Exercise prompt:
Scan the data below and pick out the lines containing the word "target".

(Stored data)
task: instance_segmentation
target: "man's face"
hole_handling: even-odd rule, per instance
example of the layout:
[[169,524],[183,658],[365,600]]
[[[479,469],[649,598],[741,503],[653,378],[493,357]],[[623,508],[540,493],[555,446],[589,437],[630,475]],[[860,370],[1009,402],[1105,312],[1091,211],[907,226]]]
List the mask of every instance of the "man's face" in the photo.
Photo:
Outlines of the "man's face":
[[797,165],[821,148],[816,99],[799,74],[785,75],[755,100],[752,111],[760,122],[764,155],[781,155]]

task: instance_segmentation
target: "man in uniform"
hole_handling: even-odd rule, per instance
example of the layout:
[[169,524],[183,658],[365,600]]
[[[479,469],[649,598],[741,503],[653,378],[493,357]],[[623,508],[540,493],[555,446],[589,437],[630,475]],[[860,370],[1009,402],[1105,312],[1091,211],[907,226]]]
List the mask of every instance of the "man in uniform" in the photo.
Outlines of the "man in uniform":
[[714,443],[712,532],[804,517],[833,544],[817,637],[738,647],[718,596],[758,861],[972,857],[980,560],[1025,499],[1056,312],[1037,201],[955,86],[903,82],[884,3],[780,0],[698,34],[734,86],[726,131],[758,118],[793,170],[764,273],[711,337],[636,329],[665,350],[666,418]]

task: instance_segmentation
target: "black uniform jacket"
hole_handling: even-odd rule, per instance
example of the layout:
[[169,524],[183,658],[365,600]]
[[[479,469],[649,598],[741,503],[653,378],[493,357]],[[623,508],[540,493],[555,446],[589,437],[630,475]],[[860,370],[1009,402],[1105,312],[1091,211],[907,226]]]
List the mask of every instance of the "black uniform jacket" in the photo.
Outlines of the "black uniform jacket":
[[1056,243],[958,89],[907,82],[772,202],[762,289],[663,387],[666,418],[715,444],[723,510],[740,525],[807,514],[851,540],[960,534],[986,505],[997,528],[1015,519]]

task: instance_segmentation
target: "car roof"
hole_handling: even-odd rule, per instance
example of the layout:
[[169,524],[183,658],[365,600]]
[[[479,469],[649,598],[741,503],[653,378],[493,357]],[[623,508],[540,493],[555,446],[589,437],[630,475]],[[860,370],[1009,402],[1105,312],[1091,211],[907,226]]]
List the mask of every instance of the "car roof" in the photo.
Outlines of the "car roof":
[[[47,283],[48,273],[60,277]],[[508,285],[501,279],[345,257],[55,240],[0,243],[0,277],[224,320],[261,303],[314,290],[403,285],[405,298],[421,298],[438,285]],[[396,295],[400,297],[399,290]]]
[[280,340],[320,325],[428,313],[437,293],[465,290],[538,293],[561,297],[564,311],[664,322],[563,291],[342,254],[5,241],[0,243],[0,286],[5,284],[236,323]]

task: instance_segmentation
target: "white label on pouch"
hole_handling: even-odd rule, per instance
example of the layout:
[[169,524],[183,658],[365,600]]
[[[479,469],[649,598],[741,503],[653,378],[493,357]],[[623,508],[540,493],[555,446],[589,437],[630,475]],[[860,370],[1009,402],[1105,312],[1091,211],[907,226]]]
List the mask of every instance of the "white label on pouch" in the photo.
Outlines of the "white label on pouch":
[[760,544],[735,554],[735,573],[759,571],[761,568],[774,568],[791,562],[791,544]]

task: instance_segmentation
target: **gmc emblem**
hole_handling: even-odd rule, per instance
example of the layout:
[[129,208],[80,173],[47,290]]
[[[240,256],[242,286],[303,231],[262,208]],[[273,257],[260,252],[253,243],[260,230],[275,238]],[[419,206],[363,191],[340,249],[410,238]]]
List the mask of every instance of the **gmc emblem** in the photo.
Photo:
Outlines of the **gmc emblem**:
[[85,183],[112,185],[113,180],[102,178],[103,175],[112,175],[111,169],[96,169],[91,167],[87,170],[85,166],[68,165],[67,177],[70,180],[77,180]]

Written answer:
target: "man's face"
target: "man in uniform"
target: "black uniform jacket"
target: "car roof"
target: "white label on pouch"
target: **gmc emblem**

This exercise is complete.